## Problem to solve
The listing below is to be copied in full, line by line.

## Task inputs
++++++++++

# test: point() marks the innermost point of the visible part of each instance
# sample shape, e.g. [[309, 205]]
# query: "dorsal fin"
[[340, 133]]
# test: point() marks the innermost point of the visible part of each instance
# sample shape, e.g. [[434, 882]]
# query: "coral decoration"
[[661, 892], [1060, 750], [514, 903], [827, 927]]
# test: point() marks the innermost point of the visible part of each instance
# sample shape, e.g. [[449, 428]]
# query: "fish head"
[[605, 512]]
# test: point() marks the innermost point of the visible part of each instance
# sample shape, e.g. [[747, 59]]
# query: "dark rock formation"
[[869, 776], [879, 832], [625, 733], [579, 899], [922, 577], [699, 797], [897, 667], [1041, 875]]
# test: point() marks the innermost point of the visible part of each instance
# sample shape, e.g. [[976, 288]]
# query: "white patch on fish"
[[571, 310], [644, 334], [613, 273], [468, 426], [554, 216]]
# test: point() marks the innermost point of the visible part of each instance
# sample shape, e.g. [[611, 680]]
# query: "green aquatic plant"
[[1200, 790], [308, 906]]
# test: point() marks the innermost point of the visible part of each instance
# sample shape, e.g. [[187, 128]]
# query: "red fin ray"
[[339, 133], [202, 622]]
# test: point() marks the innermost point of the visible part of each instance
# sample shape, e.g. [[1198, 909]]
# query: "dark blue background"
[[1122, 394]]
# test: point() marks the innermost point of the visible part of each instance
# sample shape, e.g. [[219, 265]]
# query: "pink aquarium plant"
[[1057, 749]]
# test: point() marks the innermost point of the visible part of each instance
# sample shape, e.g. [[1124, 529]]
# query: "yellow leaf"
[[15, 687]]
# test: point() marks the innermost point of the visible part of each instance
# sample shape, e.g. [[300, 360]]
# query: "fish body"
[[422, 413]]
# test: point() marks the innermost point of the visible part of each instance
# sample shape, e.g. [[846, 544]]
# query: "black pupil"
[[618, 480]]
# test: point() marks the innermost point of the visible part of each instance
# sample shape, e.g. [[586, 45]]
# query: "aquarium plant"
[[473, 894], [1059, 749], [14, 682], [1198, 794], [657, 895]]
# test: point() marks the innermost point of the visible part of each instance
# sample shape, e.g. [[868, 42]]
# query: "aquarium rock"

++++++++++

## Result
# test: point() marks the innermost point of the visible part of each instance
# sample shape, e.g. [[309, 205]]
# query: "dorsal fin"
[[340, 133]]
# test: point() marks the innermost point of the visible part of each instance
# sample shape, e.g. [[434, 882]]
# query: "coral decoration"
[[661, 892], [1060, 750], [514, 903], [827, 927]]
# test: point() marks the innermost point of the visible part of each instance
# sample shape, e.g. [[449, 428]]
# query: "fish head"
[[605, 512]]
# test: point() marks the innermost point of the visible part of each instance
# sample shape, e.g. [[747, 59]]
# query: "dark rock formation"
[[869, 776], [879, 832], [625, 733], [579, 899], [922, 577], [699, 797], [897, 667], [1041, 875]]
# test: point() marks the innermost point of the visible part of each instance
# sample shape, e.g. [[976, 288]]
# query: "white patch on fish"
[[571, 310], [644, 334], [613, 273], [468, 426], [554, 216]]
# test: point() marks the innermost point of the visible part of each instance
# sample shape, e.g. [[611, 680]]
# query: "green aquatic plant"
[[1200, 790], [308, 906]]
# test: point() marks the innermost point of the visible part of each instance
# sample shape, e.g. [[187, 128]]
# query: "red fin ray"
[[339, 133], [202, 622]]
# test: point() marks the innermost point of the visible part of each instance
# sample shape, e.g. [[1198, 909]]
# query: "dark blue background"
[[1122, 394]]
# test: point() marks the innermost point of the visible part of each instance
# sample shape, e.g. [[219, 265]]
# query: "pink aquarium plant"
[[1057, 749]]
# test: point() marks the innermost point of the visible part of each instance
# sample shape, e.g. [[1124, 529]]
# query: "yellow leaf"
[[15, 687]]
# test: point() marks the innermost point of the visible part of each instance
# sample shape, e.g. [[300, 360]]
# query: "fish body"
[[422, 413]]
# test: point() marks the innermost point of the visible part of each instance
# sample shape, e.g. [[846, 544]]
# query: "black pupil"
[[618, 480]]
# test: point() marks the innermost point of the visible part of each instance
# sample shape, e.g. [[586, 45]]
# query: "aquarium plant"
[[473, 894], [1059, 749], [14, 682], [1198, 794], [657, 895]]
# test: point() marks the innermost point of the visible part of each instance
# sample shape, e.g. [[868, 42]]
# query: "aquarium rock"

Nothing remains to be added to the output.